## QUOTED PASSAGE
──────────────────────────────

Coronavirus: Panic and Stress: Parents Struggle to Balance Work, Childcare

JEFFERSON CO., Pa. (EYT) – They say it takes a village to raise a child.

In this time of the COVID-19 crisis, we might find out – even in a time where social distancing has become a part of all of our vocabulary.

With daycare/childcare centers and schools across the region and state shutting down, and not all parents are able to work from home – what are the options for parents to have their children watched?

“We were scrambling to find alternative care since our jobs are essential and therefore still operating,” Erica Boyles of Punxsutawney said.

That was a refrain a lot of parents were echoing in an ever-changing environment last week.

Michelle Miller, the Director of Childcare at YMCA Younger Years in Clarion, may have expressed the solution at the end of a letter on Tuesday, March 17 announcing the temporary closing of the center.

“Let’s work together to support friends, colleagues, and neighbors,” Miller said in the letter. “Only by coming together can we best handle this crisis and come out a strong community afterward.”

Having family watch children is one option many parents are turning towards.

“My husband and I are still working,” Ashley Perry said. “Our children either go to our family, who live next door, or one of the daycare teachers has offered to watch them when needed.”

Grandparents seem to be the go-to family members for a lot of people.

──────────────────────────────

In the article on parents balancing work and childcare, copy the passage between "Michelle Miller, the" and "lot of people.", inclusive, substituting "kids" for "children".

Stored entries

──────────────────────────────

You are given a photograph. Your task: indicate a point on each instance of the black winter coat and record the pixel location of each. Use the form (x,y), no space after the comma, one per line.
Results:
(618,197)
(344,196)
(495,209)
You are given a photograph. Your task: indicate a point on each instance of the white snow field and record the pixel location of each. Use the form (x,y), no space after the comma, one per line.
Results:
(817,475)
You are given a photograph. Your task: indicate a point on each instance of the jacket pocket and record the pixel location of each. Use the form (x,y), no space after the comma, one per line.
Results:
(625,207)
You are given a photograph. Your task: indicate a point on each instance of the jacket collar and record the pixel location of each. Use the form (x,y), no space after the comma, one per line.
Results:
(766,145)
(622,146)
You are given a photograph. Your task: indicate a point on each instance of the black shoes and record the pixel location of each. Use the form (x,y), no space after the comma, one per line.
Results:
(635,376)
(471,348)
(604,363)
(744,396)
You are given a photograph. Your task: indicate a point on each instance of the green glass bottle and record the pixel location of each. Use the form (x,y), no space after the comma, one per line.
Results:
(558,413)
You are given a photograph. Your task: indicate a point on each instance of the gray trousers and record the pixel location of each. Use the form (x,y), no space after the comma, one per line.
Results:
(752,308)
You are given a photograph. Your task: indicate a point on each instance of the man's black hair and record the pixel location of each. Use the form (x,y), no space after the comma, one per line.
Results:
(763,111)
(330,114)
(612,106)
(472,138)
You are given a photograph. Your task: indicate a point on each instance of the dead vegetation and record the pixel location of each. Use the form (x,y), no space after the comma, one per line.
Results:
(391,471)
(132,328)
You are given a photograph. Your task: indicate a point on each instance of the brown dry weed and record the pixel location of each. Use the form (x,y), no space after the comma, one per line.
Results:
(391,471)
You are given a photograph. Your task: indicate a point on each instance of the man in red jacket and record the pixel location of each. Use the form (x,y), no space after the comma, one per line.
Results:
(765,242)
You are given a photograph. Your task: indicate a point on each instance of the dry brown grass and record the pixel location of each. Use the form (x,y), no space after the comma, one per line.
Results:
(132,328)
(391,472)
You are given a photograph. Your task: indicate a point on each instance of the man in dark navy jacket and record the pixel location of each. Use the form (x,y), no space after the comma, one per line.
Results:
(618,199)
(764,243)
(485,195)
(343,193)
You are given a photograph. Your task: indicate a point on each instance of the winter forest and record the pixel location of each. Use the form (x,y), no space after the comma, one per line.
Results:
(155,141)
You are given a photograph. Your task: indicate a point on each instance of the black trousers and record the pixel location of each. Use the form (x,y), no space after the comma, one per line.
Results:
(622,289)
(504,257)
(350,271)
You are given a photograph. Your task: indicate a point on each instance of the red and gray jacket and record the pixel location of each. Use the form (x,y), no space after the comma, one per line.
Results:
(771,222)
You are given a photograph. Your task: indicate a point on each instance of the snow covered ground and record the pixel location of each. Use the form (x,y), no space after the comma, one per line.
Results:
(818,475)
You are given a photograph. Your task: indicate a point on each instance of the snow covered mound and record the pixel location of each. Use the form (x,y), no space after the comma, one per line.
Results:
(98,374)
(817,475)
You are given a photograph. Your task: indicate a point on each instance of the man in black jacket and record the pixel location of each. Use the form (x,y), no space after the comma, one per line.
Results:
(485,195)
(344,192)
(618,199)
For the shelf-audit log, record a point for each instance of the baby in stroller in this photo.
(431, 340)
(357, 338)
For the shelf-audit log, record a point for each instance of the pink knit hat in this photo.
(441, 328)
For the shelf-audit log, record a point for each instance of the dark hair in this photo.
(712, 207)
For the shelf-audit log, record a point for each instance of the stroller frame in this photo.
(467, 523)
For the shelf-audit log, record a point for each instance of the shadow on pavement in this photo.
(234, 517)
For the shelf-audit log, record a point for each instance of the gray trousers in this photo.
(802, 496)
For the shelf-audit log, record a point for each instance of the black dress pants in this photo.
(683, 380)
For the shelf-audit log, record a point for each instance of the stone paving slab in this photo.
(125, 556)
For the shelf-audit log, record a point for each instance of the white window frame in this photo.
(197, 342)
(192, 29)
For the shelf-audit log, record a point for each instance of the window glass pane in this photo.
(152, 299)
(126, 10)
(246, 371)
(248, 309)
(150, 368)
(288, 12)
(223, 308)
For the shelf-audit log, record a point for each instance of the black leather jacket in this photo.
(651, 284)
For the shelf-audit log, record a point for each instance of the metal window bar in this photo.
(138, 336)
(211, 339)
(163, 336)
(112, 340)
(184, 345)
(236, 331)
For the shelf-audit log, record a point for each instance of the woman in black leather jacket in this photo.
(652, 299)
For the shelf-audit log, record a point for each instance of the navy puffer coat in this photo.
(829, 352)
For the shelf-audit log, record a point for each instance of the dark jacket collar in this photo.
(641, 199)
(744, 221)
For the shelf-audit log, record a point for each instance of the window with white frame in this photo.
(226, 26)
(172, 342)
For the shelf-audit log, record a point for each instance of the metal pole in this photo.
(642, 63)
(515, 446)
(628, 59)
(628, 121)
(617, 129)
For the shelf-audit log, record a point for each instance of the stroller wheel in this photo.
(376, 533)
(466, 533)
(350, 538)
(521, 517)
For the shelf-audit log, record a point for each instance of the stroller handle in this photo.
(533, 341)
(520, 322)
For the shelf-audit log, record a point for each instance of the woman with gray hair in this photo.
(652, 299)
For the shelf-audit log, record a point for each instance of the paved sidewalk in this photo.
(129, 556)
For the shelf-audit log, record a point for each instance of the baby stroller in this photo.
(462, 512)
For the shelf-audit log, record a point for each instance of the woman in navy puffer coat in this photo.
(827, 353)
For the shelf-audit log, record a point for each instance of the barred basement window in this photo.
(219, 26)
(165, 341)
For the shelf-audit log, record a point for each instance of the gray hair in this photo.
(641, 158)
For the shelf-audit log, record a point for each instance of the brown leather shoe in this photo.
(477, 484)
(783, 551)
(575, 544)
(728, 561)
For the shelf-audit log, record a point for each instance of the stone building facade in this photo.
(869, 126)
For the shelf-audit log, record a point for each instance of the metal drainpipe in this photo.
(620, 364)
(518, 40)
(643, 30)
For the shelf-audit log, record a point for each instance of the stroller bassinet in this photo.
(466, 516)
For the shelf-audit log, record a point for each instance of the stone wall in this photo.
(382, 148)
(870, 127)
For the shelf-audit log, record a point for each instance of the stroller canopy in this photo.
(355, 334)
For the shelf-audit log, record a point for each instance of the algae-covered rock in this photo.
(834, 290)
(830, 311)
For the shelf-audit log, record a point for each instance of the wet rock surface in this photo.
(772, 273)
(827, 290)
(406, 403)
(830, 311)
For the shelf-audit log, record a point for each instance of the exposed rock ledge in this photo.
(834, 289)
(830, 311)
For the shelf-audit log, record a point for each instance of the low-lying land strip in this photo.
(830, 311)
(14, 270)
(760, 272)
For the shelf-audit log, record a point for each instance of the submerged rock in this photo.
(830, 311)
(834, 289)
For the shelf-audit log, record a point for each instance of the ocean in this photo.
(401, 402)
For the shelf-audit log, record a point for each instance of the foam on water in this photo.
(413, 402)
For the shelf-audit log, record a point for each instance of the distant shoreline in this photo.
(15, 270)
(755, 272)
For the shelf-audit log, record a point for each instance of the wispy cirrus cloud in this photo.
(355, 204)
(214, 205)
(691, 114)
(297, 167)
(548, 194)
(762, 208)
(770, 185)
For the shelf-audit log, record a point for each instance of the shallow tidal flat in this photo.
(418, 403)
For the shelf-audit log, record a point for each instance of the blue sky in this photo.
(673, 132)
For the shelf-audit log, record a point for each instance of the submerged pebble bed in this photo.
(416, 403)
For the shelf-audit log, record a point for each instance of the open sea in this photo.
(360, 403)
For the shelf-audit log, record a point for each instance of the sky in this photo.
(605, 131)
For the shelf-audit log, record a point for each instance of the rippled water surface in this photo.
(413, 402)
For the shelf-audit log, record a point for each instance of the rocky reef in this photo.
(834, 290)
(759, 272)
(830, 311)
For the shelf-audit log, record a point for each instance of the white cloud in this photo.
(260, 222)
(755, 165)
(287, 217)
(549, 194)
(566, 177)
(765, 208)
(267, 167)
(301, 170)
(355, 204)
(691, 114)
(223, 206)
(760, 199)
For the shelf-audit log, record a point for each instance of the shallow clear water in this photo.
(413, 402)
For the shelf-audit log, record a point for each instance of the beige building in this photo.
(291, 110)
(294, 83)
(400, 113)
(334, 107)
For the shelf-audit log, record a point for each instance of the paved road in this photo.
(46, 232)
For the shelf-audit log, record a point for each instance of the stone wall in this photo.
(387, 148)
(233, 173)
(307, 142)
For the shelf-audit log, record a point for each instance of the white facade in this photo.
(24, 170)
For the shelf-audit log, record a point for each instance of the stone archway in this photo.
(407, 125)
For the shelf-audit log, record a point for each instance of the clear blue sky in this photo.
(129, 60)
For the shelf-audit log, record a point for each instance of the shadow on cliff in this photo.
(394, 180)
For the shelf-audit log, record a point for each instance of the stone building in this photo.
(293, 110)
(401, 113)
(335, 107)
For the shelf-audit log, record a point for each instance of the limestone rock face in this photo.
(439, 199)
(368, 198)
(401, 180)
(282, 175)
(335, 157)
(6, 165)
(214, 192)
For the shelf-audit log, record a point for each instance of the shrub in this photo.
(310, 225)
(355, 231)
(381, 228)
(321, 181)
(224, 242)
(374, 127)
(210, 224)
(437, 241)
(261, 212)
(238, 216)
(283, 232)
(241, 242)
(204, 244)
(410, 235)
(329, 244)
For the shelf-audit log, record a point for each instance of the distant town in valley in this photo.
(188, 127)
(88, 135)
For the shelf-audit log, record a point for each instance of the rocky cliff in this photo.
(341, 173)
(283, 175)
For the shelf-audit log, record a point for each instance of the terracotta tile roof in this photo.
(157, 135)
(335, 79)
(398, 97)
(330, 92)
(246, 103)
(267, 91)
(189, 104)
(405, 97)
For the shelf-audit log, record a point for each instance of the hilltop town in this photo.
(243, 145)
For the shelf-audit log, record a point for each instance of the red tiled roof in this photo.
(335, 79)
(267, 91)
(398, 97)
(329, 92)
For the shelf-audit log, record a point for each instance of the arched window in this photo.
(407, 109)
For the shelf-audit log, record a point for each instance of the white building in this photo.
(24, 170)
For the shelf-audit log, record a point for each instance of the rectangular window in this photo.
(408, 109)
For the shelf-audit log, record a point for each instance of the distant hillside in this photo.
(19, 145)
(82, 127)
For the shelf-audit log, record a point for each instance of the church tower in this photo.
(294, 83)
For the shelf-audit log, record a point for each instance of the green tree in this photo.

──────────────────────────────

## FINAL ANSWER
Michelle Miller, the Director of Childcare at YMCA Younger Years in Clarion, may have expressed the solution at the end of a letter on Tuesday, March 17 announcing the temporary closing of the center.

“Let’s work together to support friends, colleagues, and neighbors,” Miller said in the letter. “Only by coming together can we best handle this crisis and come out a strong community afterward.”

Having family watch kids is one option many parents are turning towards.

“My husband and I are still working,” Ashley Perry said. “Our kids either go to our family, who live next door, or one of the daycare teachers has offered to watch them when needed.”

Grandparents seem to be the go-to family members for a lot of people.